------ ИСХОДНЫЕ ДАННЫЕ ------
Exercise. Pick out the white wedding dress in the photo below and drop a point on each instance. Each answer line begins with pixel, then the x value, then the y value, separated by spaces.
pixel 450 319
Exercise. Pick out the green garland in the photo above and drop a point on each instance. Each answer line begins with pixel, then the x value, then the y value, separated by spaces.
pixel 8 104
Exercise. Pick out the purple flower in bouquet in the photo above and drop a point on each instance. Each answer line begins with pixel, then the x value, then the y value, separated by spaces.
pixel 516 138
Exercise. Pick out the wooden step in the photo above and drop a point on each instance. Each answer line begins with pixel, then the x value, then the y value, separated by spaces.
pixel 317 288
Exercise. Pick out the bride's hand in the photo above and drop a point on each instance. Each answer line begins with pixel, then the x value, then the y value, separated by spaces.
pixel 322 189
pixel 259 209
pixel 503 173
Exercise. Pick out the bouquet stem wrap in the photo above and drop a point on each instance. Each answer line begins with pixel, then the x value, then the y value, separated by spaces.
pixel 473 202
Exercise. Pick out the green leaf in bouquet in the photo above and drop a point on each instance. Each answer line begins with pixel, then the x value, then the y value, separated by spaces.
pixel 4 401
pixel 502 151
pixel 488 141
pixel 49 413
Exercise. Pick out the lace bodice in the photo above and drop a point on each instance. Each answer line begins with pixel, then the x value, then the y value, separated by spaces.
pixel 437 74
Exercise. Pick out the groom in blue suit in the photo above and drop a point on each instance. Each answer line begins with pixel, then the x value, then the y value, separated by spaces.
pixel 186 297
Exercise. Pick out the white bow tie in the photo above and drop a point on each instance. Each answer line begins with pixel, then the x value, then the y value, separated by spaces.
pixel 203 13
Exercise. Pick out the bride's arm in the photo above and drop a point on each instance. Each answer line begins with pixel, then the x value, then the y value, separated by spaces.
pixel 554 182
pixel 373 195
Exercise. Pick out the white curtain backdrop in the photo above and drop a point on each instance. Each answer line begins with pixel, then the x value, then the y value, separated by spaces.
------
**ЗАДАНИЕ:**
Перепишите все строки, заменив «drop a point» на «place a marker». Больше ничего не меняйте.

**ОТВЕТ НА ЗАДАНИЕ:**
Exercise. Pick out the white wedding dress in the photo below and place a marker on each instance. Each answer line begins with pixel, then the x value, then the y value, separated by spaces.
pixel 450 319
Exercise. Pick out the green garland in the photo above and place a marker on each instance. Each answer line begins with pixel, then the x value, then the y value, separated by spaces.
pixel 8 104
Exercise. Pick out the purple flower in bouquet in the photo above and place a marker on each instance. Each answer line begins with pixel, then the x value, then the y value, separated by spaces.
pixel 516 138
Exercise. Pick out the wooden step in the photo above and place a marker on each instance. Each answer line begins with pixel, then the x value, then the y value, separated by spaces.
pixel 317 288
Exercise. Pick out the bride's hand in the photo above and place a marker on each instance. Each answer line begins with pixel, then the x value, then the y value, separated by spaces.
pixel 322 189
pixel 259 209
pixel 503 173
Exercise. Pick out the bouquet stem wrap in the photo above and place a marker on each instance. Each answer line begins with pixel, then the x value, then the y value, separated by spaces.
pixel 473 202
Exercise. Pick out the green leaf in bouquet in the photo above and place a marker on each instance. Each answer line begins with pixel, then the x value, then the y value, separated by spaces.
pixel 4 401
pixel 502 151
pixel 488 141
pixel 49 413
Exercise. Pick out the lace bodice in the photo above and place a marker on each instance. Each answer line begins with pixel, then the x value, then the y value, separated by spaces.
pixel 437 74
Exercise. Pick out the groom in blue suit in the photo above and place a marker on each instance. Each answer line begins with pixel, then the x value, then the y value, separated by spaces.
pixel 186 297
Exercise. Pick out the white bow tie in the photo above and place a marker on each instance. Each answer line begins with pixel, then the x value, then the y value, separated by spaces.
pixel 203 13
Exercise. Pick out the bride's arm in the photo above and place a marker on each instance. Each answer line begins with pixel, then the x value, then the y value, separated by spaces.
pixel 554 182
pixel 373 195
Exercise. Pick out the white curtain backdrop in the photo above and place a marker on each instance. Each answer line begins with pixel, then the x value, then the y value, separated by spaces.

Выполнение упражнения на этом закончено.